=== Provided passage ===

Continued:
Even though I was feeling decent about myself by the time Nikki and I broke up, I still found myself in a somewhat precarious position as far as the future was concerned. At that time, I had a shit job. Like the kind that doesn't require you to graduate high school to get. My degree turned out to be only slightly better than useless. It was a video game design degree that I ended up getting because I, as a very young person who had found his "soul mate," followed Samantha to her college of choice and selected a program that interested me somewhat. I liked video games. Still do. It wasn't until I was just about done with the degree that I realized I was not cut out for the business of making video games. Also, I specialized in writing for games which, as it turns out, isn't so much a job that people get paid to do. At least, not very often. And those who do generally have a few published novels.
Anyway, I began to fear I'd be trapped in my horrible little failure-job forever. When you go through something like that, you get philosophical. Well, maybe you don't. I get philosophical. The job, which, by the way, was delivering pizzas, required me to be in my car for long stretches of time doing nothing in particular. Just driving around. So I started listening to a lot of audiobooks and, eventually, podcasts.
This is, I'm sad to say, where the skeptic you know today was born. It must be anti-climactic, but the fact is that I considered myself a de facto atheist before Nikki and I broke up, and I read The God Delusion and became a much stronger atheist. The God Delusion didn't go far enough for me, though, so I moved on to the other Horsemen, and then into the podcasting world with The Non-Prophets, Point of Inquiry, Skeptic's Guide to the Universe, Skeptoid. Very quickly, I learned how logic works. I learned the fallacies. I learned the science behind the claims. Over time, I picked up more sophisticated podcasts, delving further into philosophical and theological questions: The Atheist Experience (by the same people as Non-Prophets, but it's a call-in show that tends to lead to some pretty esoteric topics), Apologia (debates being theists and atheists on dozens of specifics topics that each worldview might inform), and, most recently, Reasonable Doubts (a very sophisticated exercise in the psychology of belief, counter-apologetics, and Biblical fact-checking, while still being entertaining). I jumped into classics, like Russell, Hume and Lucretius.
So there's my secret laid bare. I'm no genius. I figured out the problem of evil for myself in high school, but wouldn't have known what to do with the Transcendental Argument even today without the aid of the giants who came before me, and the giants who came before them. I listened to both sides and picked what I perceive as the winner. Religion has done me no great harm, but I think it is harmful. I remember the fear I had when I thought God would kill me as a child, or the distant but present worry of Hell until I finally dismissed that notion in college.

===

**Written instruction 1:**
In the essay about becoming a skeptic, what job required the writer to spend long stretches in a car?
**Written instruction 2:**
Carry the essay about becoming a skeptic forward from its final sentence.

=== Dataset rows ===

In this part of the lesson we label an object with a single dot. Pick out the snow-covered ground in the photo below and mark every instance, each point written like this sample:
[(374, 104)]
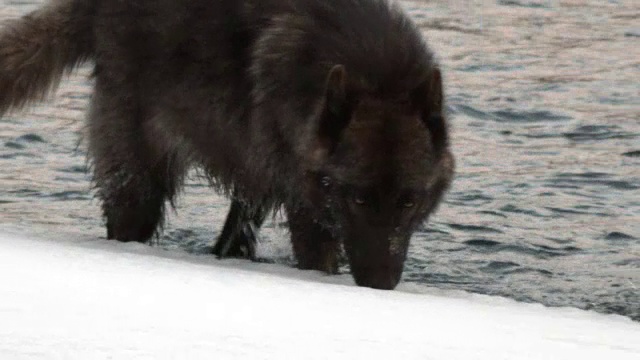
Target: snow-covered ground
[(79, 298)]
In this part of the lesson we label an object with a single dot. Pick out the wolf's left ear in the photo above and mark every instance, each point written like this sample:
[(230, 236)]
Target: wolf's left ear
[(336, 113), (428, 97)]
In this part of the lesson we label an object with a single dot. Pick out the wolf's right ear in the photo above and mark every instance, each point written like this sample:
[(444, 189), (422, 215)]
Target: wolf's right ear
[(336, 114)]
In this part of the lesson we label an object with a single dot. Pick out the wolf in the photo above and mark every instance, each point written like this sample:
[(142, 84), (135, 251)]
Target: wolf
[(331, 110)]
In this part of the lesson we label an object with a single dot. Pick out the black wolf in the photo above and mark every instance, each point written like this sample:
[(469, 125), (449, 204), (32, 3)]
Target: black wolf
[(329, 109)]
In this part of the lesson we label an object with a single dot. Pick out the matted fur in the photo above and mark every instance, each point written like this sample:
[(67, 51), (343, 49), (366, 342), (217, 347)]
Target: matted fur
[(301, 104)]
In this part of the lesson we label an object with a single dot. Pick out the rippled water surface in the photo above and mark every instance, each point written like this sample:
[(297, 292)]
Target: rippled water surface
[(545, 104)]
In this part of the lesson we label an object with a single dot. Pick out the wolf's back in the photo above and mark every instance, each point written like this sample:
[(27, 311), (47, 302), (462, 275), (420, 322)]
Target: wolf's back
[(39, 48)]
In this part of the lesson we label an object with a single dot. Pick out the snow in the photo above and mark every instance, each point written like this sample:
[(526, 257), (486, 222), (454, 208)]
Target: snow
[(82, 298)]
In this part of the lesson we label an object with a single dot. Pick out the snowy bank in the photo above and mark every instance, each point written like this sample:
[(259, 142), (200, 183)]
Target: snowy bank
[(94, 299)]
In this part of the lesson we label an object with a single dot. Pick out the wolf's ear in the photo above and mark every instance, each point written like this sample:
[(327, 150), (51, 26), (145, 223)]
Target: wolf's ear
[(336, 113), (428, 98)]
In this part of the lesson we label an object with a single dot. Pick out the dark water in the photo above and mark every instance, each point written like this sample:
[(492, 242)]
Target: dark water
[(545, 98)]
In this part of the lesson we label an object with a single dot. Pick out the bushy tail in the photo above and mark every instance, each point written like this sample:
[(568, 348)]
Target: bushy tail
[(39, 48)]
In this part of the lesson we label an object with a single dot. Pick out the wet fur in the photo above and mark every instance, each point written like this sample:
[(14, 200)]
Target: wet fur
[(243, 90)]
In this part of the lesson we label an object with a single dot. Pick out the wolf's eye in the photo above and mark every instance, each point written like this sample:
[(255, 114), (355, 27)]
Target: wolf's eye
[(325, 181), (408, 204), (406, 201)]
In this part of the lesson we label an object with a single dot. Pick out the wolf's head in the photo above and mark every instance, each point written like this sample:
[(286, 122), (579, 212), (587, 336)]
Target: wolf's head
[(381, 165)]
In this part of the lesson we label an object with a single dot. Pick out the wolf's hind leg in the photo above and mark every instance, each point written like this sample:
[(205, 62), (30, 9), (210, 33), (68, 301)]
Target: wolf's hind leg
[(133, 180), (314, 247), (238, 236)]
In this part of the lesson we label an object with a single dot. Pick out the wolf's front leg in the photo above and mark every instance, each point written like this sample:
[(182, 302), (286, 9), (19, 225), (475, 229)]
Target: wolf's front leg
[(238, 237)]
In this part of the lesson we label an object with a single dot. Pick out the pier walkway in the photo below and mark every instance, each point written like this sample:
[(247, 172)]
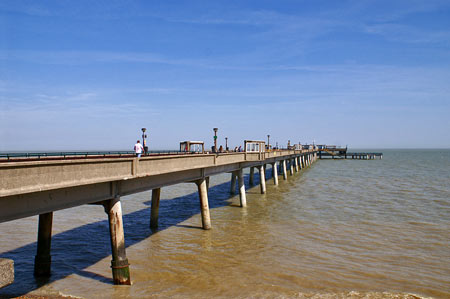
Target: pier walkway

===

**Expected answer 1:**
Delivering pizzas.

**Expected answer 2:**
There will be those who claim that my heart's always been closed to God, but to make that claim is to suggest something very insidious about God. When I was a child, I sincerely believed. I wanted God and Jesus to be real. But every time I prayed, I always knew I was talking to myself. There was no other voice. I was given no revelation, no experience, nothing beyond what I forced on my own. My entire experience with Christianity could be reasonably compared to my experience accepting Jesus into my heart - I imagined it happening, and I knew at the time I was imagining it, but assumed that this utter lack of communication on God's part was how it was supposed to be. After all, the adults all seem to believe it. They're always right.
But to make the claim that I never opened my heart to God is to claim not only that God elected not to reveal himself to me in any way that I would describe (even at the age of seven) as meaningful, but that he specifically made me (or allowed me to be made) in such a way that I would be closed to him, and thus condemned to Hell, from birth.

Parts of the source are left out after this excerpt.